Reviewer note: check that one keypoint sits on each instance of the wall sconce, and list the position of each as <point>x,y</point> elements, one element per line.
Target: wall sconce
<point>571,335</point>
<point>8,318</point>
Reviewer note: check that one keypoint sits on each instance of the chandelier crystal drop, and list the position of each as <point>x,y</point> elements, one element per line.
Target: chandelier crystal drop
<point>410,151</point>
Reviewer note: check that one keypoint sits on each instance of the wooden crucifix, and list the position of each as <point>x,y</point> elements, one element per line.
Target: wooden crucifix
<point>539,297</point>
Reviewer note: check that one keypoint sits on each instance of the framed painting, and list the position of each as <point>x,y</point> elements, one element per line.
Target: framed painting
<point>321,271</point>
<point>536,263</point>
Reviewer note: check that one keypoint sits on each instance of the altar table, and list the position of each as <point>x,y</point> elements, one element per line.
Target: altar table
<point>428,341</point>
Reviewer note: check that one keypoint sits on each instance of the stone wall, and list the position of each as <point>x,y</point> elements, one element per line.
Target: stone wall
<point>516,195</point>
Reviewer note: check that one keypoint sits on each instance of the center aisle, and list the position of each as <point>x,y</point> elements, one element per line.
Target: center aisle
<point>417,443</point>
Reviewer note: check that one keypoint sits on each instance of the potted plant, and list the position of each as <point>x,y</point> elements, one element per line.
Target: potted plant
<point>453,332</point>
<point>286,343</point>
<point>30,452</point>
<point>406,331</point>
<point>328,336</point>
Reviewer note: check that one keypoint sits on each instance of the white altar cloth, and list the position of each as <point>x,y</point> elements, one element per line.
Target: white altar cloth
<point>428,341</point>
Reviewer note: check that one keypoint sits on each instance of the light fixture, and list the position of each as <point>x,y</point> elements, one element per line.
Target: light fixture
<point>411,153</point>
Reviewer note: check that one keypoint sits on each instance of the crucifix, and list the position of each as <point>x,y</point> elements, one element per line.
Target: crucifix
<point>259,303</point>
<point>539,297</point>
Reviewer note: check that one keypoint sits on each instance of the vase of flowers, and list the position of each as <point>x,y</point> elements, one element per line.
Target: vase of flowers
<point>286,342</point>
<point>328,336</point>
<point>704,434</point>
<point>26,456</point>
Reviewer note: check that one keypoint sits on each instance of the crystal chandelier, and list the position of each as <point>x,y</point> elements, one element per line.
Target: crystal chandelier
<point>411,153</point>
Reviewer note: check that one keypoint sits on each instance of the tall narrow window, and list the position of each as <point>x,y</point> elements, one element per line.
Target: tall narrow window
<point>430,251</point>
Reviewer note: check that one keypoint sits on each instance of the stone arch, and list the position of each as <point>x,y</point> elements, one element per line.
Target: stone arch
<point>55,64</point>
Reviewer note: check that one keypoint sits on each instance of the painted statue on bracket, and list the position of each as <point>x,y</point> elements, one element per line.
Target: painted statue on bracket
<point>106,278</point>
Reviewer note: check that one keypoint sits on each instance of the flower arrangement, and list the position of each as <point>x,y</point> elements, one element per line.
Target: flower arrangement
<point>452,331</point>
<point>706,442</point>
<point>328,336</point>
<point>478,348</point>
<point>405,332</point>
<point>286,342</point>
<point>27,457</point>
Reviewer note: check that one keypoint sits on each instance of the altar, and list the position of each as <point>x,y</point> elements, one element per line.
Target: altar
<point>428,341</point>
--------------------
Problem details ::
Write out every record shown above, word for word.

Solution to this problem ::
Reviewer note: check that one keypoint sits on each instance of the wall sconce, and list the position of each as <point>x,y</point> elements, one element per line.
Target: wall sconce
<point>571,335</point>
<point>8,318</point>
Reviewer note: check that one keypoint sits on each instance of the chandelier crystal drop, and list the position of each as <point>x,y</point> elements, one element per line.
Target: chandelier crystal drop
<point>410,151</point>
Reviewer note: check that one keypoint sits on each instance of the wooden crucifix, and list the position of each as <point>x,y</point> elements, one element per line.
Target: wooden crucifix
<point>539,297</point>
Reviewer note: check that one keypoint sits on each instance of the framed painting, and list the position of each as <point>x,y</point> elements, one element per line.
Target: framed painting
<point>321,271</point>
<point>536,263</point>
Reviewer note: check that one keypoint sits on each instance of the altar table, and list the position of each as <point>x,y</point> elements, one element per line.
Target: altar table
<point>428,341</point>
Reviewer note: check that one keypoint sits on each instance of the stone wall, and list the position of each as <point>x,y</point> elements, one element per line.
Target: stone wall
<point>516,195</point>
Reviewer note: check that one keypoint sits on each instance of the center aisle, and list the position of each as <point>x,y</point> elements, one element per line.
Target: center aisle
<point>417,443</point>
Reviewer note: check that one keypoint sits on each instance of the potted plant, and list the position of each as <point>x,y</point> elements, one element per line.
Target: potted plant
<point>453,332</point>
<point>286,343</point>
<point>30,452</point>
<point>406,331</point>
<point>328,336</point>
Reviewer note: check that one keypoint sits on each instance of the white altar cloth, and list the position of each as <point>x,y</point> elements, one element per line.
Target: white altar cloth
<point>428,341</point>
Reviewer note: check that one keypoint sits on each instance of the light fixture, and list the position of each as <point>x,y</point> elements, one element per line.
Target: light fixture
<point>411,153</point>
Reviewer note: check that one keypoint sits on each instance of the crucifix, and list the position of each as <point>x,y</point> elements, one element per line.
Target: crucifix
<point>259,303</point>
<point>539,297</point>
Reviewer note: check that one keypoint sits on each instance of the vase of flowers, and list the position of each as <point>x,y</point> elements, one element per line.
Target: vase of flowers
<point>286,342</point>
<point>328,336</point>
<point>704,434</point>
<point>26,456</point>
Reviewer note: check that one keypoint sits on each instance of the crystal chandelier, and list the position of each as <point>x,y</point> elements, one element per line.
Target: crystal chandelier
<point>411,153</point>
Reviewer note: check that one keypoint sits on each instance of the tall narrow window, and list the position of each as <point>x,y</point> elements, one element per line.
Target: tall narrow window
<point>430,251</point>
Reviewer note: check that one keypoint sits on each instance of the stone arch, and list the position of each as <point>x,y</point> elements, one element per line.
Target: stone arch
<point>55,64</point>
Reviewer note: check that one keypoint sits on each instance of the painted statue on bracket, and list the position of each as <point>x,y</point> elements, one element per line.
Target: painted statue on bracket
<point>106,278</point>
Reviewer note: check that one keypoint sits on each instance of the flower arrangement, and list the position of each as <point>x,y</point> elements, one element per line.
Target: flower arrangement
<point>452,331</point>
<point>706,442</point>
<point>328,336</point>
<point>478,348</point>
<point>405,332</point>
<point>286,342</point>
<point>27,457</point>
Reviewer note: check that one keypoint sits on each instance of the altar, and list the position of each as <point>x,y</point> elements, one element per line.
Target: altar
<point>428,341</point>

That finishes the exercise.